Convert these records into a two-column CSV with columns named "query" and "boxes", one row per record, putting its text in one quoted field and its answer in another and replacing line breaks with spaces.

Records for bounding box labeling
══════════

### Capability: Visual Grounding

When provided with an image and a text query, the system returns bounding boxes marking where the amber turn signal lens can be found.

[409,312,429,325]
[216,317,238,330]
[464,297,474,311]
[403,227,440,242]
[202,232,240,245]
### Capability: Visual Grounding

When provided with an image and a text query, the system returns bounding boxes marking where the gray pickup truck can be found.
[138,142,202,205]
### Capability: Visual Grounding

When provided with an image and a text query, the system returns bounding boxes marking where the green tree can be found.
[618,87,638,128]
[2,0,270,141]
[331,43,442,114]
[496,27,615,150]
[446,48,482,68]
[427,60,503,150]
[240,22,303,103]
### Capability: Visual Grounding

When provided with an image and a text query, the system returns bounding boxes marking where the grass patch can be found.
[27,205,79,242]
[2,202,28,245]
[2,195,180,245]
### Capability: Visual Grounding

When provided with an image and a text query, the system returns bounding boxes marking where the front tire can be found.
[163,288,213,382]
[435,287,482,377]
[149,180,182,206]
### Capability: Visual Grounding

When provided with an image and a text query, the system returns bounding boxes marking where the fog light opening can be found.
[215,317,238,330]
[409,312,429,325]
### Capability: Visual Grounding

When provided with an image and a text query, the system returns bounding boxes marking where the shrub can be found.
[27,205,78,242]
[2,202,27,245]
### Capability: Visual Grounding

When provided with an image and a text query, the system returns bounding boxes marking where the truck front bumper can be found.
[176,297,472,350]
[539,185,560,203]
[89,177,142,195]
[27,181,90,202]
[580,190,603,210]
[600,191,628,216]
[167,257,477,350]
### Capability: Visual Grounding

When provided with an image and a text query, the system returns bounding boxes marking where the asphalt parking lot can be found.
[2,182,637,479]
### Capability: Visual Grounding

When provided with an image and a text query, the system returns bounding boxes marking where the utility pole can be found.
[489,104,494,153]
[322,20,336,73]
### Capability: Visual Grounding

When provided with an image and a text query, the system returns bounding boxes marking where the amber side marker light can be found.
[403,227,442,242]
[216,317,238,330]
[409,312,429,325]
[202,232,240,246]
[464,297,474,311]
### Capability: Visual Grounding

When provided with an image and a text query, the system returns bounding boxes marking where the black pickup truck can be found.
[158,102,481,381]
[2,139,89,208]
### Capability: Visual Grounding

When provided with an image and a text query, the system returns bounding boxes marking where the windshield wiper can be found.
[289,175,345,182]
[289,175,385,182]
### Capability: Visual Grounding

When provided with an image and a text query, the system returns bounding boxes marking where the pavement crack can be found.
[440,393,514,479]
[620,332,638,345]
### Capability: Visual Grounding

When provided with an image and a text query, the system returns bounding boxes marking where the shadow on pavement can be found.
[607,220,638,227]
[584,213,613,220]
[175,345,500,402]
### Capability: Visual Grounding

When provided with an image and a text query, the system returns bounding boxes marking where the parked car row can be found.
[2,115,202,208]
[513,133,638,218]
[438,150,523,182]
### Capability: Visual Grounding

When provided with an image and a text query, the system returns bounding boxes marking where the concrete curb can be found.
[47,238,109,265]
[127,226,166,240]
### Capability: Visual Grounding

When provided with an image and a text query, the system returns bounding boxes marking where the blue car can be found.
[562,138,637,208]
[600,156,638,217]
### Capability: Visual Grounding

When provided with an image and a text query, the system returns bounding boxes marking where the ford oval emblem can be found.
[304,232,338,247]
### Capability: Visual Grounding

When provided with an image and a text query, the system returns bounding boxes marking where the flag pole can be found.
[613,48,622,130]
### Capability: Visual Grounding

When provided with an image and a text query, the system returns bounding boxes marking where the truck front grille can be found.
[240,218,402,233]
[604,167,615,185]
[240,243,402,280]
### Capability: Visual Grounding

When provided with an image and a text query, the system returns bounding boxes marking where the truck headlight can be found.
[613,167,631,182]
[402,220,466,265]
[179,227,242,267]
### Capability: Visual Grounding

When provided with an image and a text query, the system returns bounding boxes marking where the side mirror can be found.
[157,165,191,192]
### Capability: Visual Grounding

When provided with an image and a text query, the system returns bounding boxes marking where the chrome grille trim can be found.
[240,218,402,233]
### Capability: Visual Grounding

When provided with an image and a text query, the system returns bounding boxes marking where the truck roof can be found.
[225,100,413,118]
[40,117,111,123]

══════════

== Completed exercise ==
query,boxes
"### Capability: Visual Grounding When provided with an image and a text query, the system returns bounding boxes marking where the amber turn signal lens can be found.","[409,312,429,325] [216,317,238,330] [464,297,474,311] [403,227,440,242] [202,232,240,245]"
"### Capability: Visual Grounding When provided with an image and a text query, the system returns bounding boxes marking where the gray pickup truck can be found.","[138,142,202,205]"
"### Capability: Visual Grounding When provided with an image and a text query, the system returns bounding boxes marking where the green tree can be found.","[618,87,638,128] [2,0,270,141] [331,43,442,114] [496,27,615,150] [446,48,482,68] [427,60,503,150] [240,22,303,103]"
"### Capability: Visual Grounding When provided with an image and a text query, the system returns bounding boxes marking where the grass patch can be found.","[27,205,79,242] [2,202,28,245] [2,195,180,245]"
"### Capability: Visual Grounding When provided with an image and a text query, the system returns bounding boxes marking where the front tire can be found.","[163,288,213,382] [435,287,482,377] [149,180,182,206]"
"### Capability: Visual Grounding When provided with an image and a text query, the system returns bounding boxes marking where the fog light opening can be found.","[215,317,238,330] [409,312,429,325]"
"### Capability: Visual Grounding When provided with an image and a text query, the system returns bounding boxes marking where the shrub can be found.","[27,205,78,242] [2,202,27,245]"
"### Capability: Visual Grounding When provided with an image and a text query, the system returns bounding boxes marking where the truck front bumper can be found.","[176,297,472,350] [539,185,560,203] [89,177,142,195] [27,181,90,202] [580,190,603,210] [600,191,628,216] [167,257,477,350]"
"### Capability: Visual Grounding When provided with an image and a text query, the system returns bounding boxes marking where the asphalt parking lot can be found.","[2,182,637,479]"
"### Capability: Visual Grounding When provided with an image and a text query, the system returns bounding boxes marking where the utility pole can be found.","[489,104,494,153] [322,20,336,73]"
"### Capability: Visual Grounding When provided with an image and a text query, the system returns bounding boxes marking where the amber side marker light can be found.","[403,227,442,242] [216,317,238,330] [409,312,429,325] [202,232,240,246] [464,297,474,311]"
"### Capability: Visual Grounding When provided with an image and a text query, the system returns bounding boxes marking where the black pickup truck can be found.","[158,102,481,381] [2,139,89,208]"
"### Capability: Visual Grounding When provided with an image and a text query, the system returns bounding boxes marking where the windshield wiper can be found.","[289,175,345,182] [289,175,385,182]"
"### Capability: Visual Grounding When provided with an image and a text query, the system returns bounding boxes marking where the pavement crack can be found.","[440,393,514,479] [620,332,638,345]"
"### Capability: Visual Grounding When provided with an image and a text query, the system returns bounding boxes marking where the shadow on pavement can be found.","[607,220,638,227] [584,213,613,220] [175,345,500,402]"
"### Capability: Visual Grounding When provided with an image and a text query, the system returns bounding boxes marking where the parked car row can be found.","[2,115,202,208] [513,133,638,218] [438,150,523,182]"
"### Capability: Visual Grounding When provided with an image and a text query, the system returns bounding boxes marking where the concrete curb can be found.","[47,238,109,265] [127,226,166,240]"
"### Capability: Visual Grounding When provided with an image and a text query, the system returns bounding boxes marking where the blue car can be found.","[562,138,637,208] [600,156,638,217]"
"### Capability: Visual Grounding When provided with an image and a text query, the system returns bounding boxes marking where the ford oval emblem can be found.","[304,232,338,247]"
"### Capability: Visual Grounding When provided with an image and a text query, the system returns bounding boxes marking where the flag pole can be found.","[613,48,622,130]"
"### Capability: Visual Grounding When provided with an image and a text query, the system returns bounding boxes marking where the truck front grille can be found.","[240,218,402,233] [604,167,615,185] [240,243,402,280]"
"### Capability: Visual Grounding When provided with an image and a text query, the system returns bounding boxes marking where the truck headlight can be found.","[613,167,631,182] [402,220,466,265] [179,227,242,267]"
"### Capability: Visual Grounding When provided with an image and a text query, the system returns bounding boxes marking where the side mirror can be found.","[157,165,191,192]"
"### Capability: Visual Grounding When provided with an image and a text query, the system returns bounding boxes marking where the chrome grille trim can be found.","[240,218,402,233]"
"### Capability: Visual Grounding When provided with an image and a text query, the system returns bounding boxes marking where the truck roof can be found.","[225,100,413,118] [40,117,111,123]"